BEGIN LISTED ENTRIES

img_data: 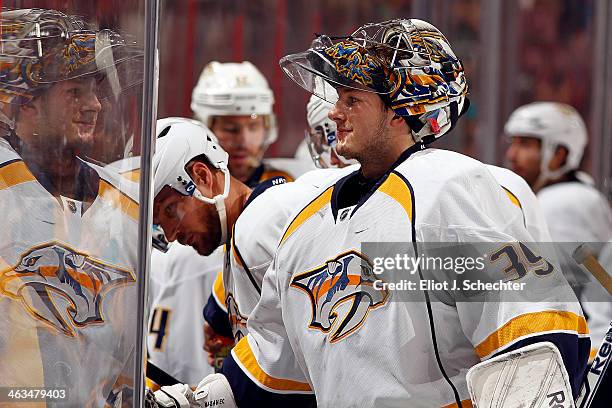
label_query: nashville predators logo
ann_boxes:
[291,251,389,343]
[0,241,136,337]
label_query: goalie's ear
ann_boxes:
[466,342,575,408]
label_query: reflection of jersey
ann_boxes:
[222,148,589,407]
[147,242,223,385]
[0,139,138,407]
[487,164,552,242]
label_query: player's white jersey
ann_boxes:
[487,164,552,242]
[223,149,588,407]
[0,138,138,407]
[147,242,223,386]
[537,181,612,243]
[223,169,348,339]
[537,181,612,352]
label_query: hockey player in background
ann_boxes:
[149,118,350,380]
[0,9,143,407]
[504,102,612,354]
[147,20,589,407]
[191,61,294,187]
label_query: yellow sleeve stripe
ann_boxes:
[261,170,294,182]
[476,310,589,358]
[378,173,413,221]
[213,271,225,311]
[0,160,36,190]
[280,186,334,244]
[502,186,523,209]
[98,180,138,221]
[232,337,312,392]
[442,399,474,408]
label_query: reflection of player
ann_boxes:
[505,102,612,347]
[0,9,142,406]
[147,20,588,406]
[191,61,293,187]
[154,118,338,372]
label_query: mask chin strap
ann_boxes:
[193,166,230,245]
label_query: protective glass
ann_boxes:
[0,0,155,407]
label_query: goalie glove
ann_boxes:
[466,342,575,408]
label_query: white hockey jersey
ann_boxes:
[223,149,589,407]
[0,139,138,407]
[147,242,223,386]
[486,164,552,242]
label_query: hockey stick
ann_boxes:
[145,360,182,387]
[572,244,612,408]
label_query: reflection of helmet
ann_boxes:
[280,19,467,143]
[0,9,142,122]
[191,61,277,146]
[306,95,357,168]
[504,102,587,179]
[153,118,230,243]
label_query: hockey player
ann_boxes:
[306,95,551,242]
[504,102,612,242]
[148,61,293,383]
[504,102,612,354]
[0,9,143,407]
[149,118,350,372]
[147,20,589,407]
[191,61,293,187]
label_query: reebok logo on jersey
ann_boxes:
[291,251,389,343]
[0,241,136,337]
[203,398,225,408]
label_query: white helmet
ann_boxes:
[153,118,230,243]
[191,61,278,147]
[305,95,357,169]
[504,102,587,183]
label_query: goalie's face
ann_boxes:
[20,76,102,149]
[153,186,221,256]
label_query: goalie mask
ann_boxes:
[280,19,468,143]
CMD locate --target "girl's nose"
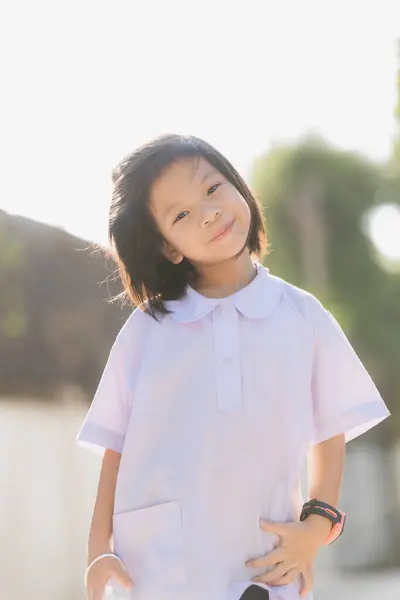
[201,208,222,227]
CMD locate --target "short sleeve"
[312,303,390,444]
[76,309,148,454]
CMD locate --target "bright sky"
[0,0,400,257]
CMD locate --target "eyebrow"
[200,167,220,184]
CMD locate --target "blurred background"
[0,0,400,600]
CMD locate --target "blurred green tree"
[253,138,400,444]
[252,138,400,567]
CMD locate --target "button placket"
[213,302,242,413]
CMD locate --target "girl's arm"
[87,449,121,564]
[307,434,346,538]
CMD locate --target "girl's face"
[150,158,251,265]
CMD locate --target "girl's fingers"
[300,568,314,598]
[270,569,299,586]
[253,563,295,583]
[246,547,285,568]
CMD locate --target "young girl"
[78,135,389,600]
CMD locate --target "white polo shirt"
[78,265,389,600]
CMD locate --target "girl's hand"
[246,515,331,596]
[86,556,133,600]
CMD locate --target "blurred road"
[314,571,400,600]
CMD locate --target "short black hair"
[108,134,266,318]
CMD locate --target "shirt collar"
[166,263,282,323]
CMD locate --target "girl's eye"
[174,210,188,223]
[207,183,221,196]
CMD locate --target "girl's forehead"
[158,156,213,182]
[150,156,218,203]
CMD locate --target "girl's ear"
[163,242,184,265]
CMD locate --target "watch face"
[325,513,346,546]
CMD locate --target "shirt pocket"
[113,502,187,588]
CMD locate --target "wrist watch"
[300,498,346,546]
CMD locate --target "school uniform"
[77,265,389,600]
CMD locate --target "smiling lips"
[211,221,234,242]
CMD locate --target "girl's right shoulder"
[115,304,166,349]
[115,306,154,345]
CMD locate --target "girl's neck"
[194,251,257,298]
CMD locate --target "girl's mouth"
[211,221,234,242]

END LISTED ENTRIES

• EXERCISE OBJECTIVE:
Please pull out every line of the records above that contains the word "blurred", and list those lines.

• TASK RESPONSE:
CMD locate --target "blurred background"
CMD locate --target "blurred green tree"
CMD locate --target "blurred road"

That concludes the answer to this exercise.